- _TEXT SEGMENT_:
In some embodiments, a machine learning process, such as a machine learning process based on convolutional neural networks (CNNs), where the anomaly detection module 220 is presented with preprocessed sensor data associated with an expected behavior with respect to one or more objects in the monitored physical environment, and the anomaly detection module 220 learns to detect variations from such sensor data associated with anomalous behavior with respect to the one or more objects, as discussed further below.
In at least some embodiments, the anomaly detection module 220 can implement a process to learn from situations where at least one automated action is initiated in response to a possible anomaly detected using the data from the sensor data processing module 215, and where the anomaly later turns out to be a false positive. In such situations, there are costs associated with implementing the at least one automated action, and also costs associated with returning the system to a normal state of operation. Accordingly, the mitigation action module 230 for selecting and implementing automated actions may provide an automatic mechanism that can identify an acceptable balance between data and/or application availability on the one hand, and the consequences of the speed (e.g., too quickly or too slowly) in which a given automated action is taken on the other hand.
Additionally, in the FIG. 2 embodiment, the mitigation action module 230 includes an event log 235 and alert notification logic 240. The event log 235 can track the anomalies detected by the sensor data processing module 215, any automated actions taken in response to the detected anomalies, and received feedback to such actions. The event log 235 can provide feedback to the anomaly detection module 220 to improve results of the machine learning process, for example.
The alert notification logic 240 may comprise one or more external application programming interface (API) connectors to facilitate a particular automated action. In such embodiments, the APIs can be used to generate notifications for various detected anomalies (e.g., providing at least a portion of the collected sensor data to at least one designated system associated with the monitored physical environment 200). Also, the alert notification logic 240 can provide notifications to a designated device associated with the detected anomaly and/or an external alarm system (not explicitly shown in FIG. 2 ). For example, the external alarm system may communicate, and operate in connection with various components (e.g., which may or may not be in the computer network 100) to implement, and/or cause the implementation of, one more of the automated actions. Such components, in some embodiments, can include a facilities management system, an operations system, or a local alarm system, as non-limiting examples.

- _REQUIRED WORK_:
• a. Answer from the anomaly detection passage:
(i) What does the event log 235 track?
(ii) What kind of neural networks can the machine learning process be based on?
(iii) What may the alert notification logic 240 comprise?
• b. Take the part of the anomaly detection passage that opens with the words containing "In some embodiments, a" and closes with "discussed further below.". Write it out again with "monitored physical environment" switched to "observed physical environment".
• c. Does each statement agree with the anomaly detection passage? Answer yes or no, and quote the words that decide it.
(i) The mitigation action module 230 includes an event log and alert notification logic.
(ii) The external alarm system is explicitly shown in FIG. 2.
(iii) The only costs in a false-positive situation come from implementing the automated action.

- _EXTRACTED INFORMATION_:
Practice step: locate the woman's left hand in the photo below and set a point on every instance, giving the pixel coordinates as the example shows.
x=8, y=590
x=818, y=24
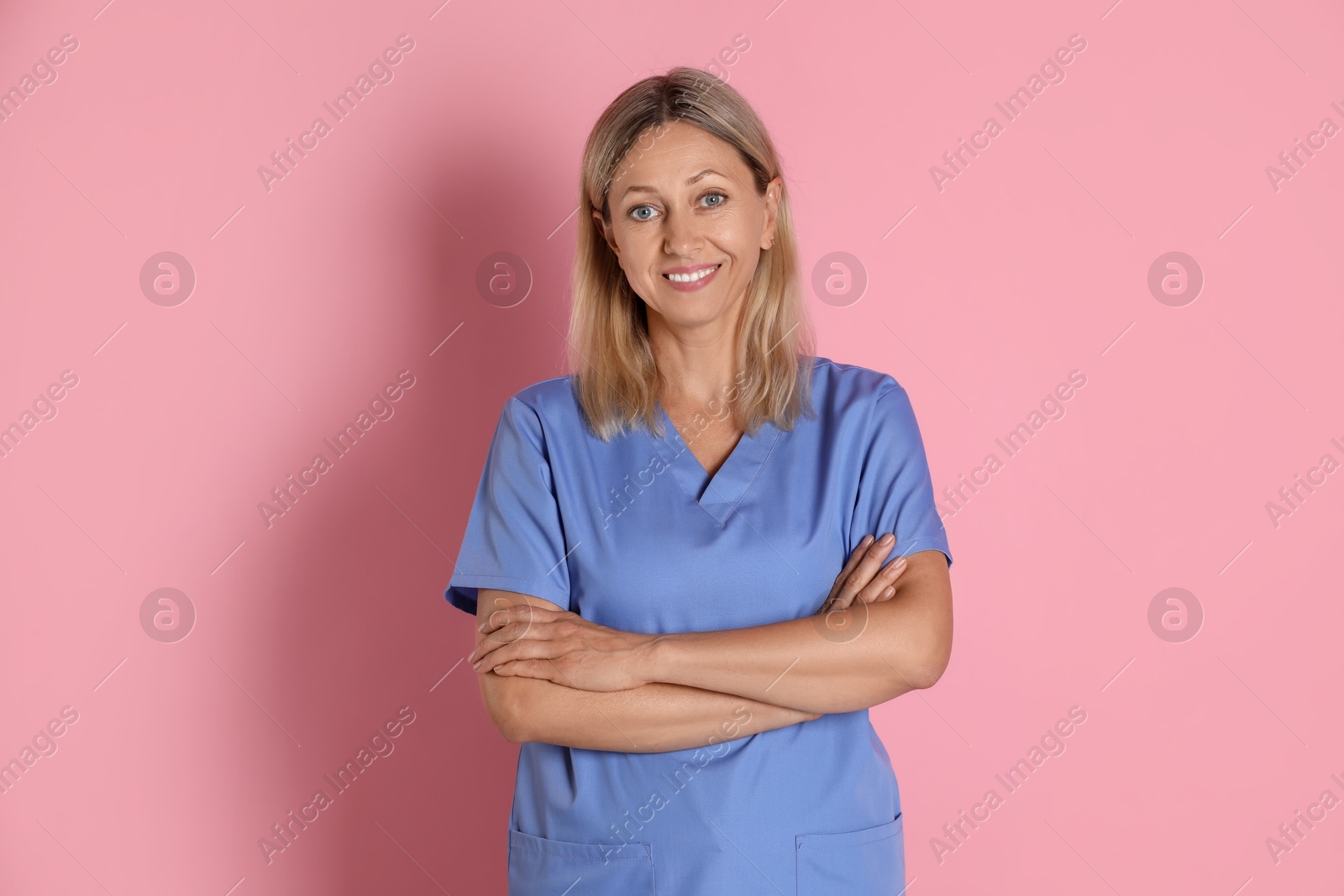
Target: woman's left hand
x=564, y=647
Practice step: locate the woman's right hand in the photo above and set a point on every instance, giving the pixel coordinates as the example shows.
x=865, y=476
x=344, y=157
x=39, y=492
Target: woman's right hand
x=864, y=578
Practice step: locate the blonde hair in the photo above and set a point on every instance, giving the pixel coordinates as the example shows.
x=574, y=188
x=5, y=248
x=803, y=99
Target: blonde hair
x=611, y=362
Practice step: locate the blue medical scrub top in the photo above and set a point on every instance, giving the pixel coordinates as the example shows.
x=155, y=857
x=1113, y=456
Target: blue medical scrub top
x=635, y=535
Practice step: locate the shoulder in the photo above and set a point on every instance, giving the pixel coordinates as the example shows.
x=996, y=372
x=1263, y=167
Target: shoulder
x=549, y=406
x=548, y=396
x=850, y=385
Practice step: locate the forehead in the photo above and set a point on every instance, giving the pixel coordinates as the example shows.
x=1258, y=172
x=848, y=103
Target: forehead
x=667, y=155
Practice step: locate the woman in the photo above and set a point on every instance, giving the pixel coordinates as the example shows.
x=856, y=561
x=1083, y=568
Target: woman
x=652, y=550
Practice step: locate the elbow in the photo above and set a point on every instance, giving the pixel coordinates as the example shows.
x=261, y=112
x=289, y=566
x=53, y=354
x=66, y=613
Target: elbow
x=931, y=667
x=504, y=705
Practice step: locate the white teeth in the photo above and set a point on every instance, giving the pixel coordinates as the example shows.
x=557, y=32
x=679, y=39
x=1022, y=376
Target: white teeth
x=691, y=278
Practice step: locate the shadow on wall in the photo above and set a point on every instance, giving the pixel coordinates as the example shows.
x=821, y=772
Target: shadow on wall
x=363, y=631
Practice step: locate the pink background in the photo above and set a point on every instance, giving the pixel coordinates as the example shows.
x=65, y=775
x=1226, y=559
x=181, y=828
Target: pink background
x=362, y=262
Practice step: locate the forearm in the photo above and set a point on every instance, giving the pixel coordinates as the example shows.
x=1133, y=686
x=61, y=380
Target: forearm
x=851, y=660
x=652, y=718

- _ANSWERS TO EACH TASK_:
• a.
(i) The anomalies detected by the sensor data processing module 215, any automated actions taken in response to them, and received feedback to those actions.
(ii) Convolutional neural networks (CNNs).
(iii) One or more external application programming interface (API) connectors.

• b.
In some embodiments, a machine learning process, such as a machine learning process based on convolutional neural networks (CNNs), where the anomaly detection module 220 is presented with preprocessed sensor data associated with an expected behavior with respect to one or more objects in the observed physical environment, and the anomaly detection module 220 learns to detect variations from such sensor data associated with anomalous behavior with respect to the one or more objects, as discussed further below.

• c.
(i) Yes: "the mitigation action module 230 includes an event log 235 and alert notification logic 240"
(ii) No: "an external alarm system (not explicitly shown in FIG. 2 )"
(iii) No: "there are costs associated with implementing the at least one automated action, and also costs associated with returning the system to a normal state of operation"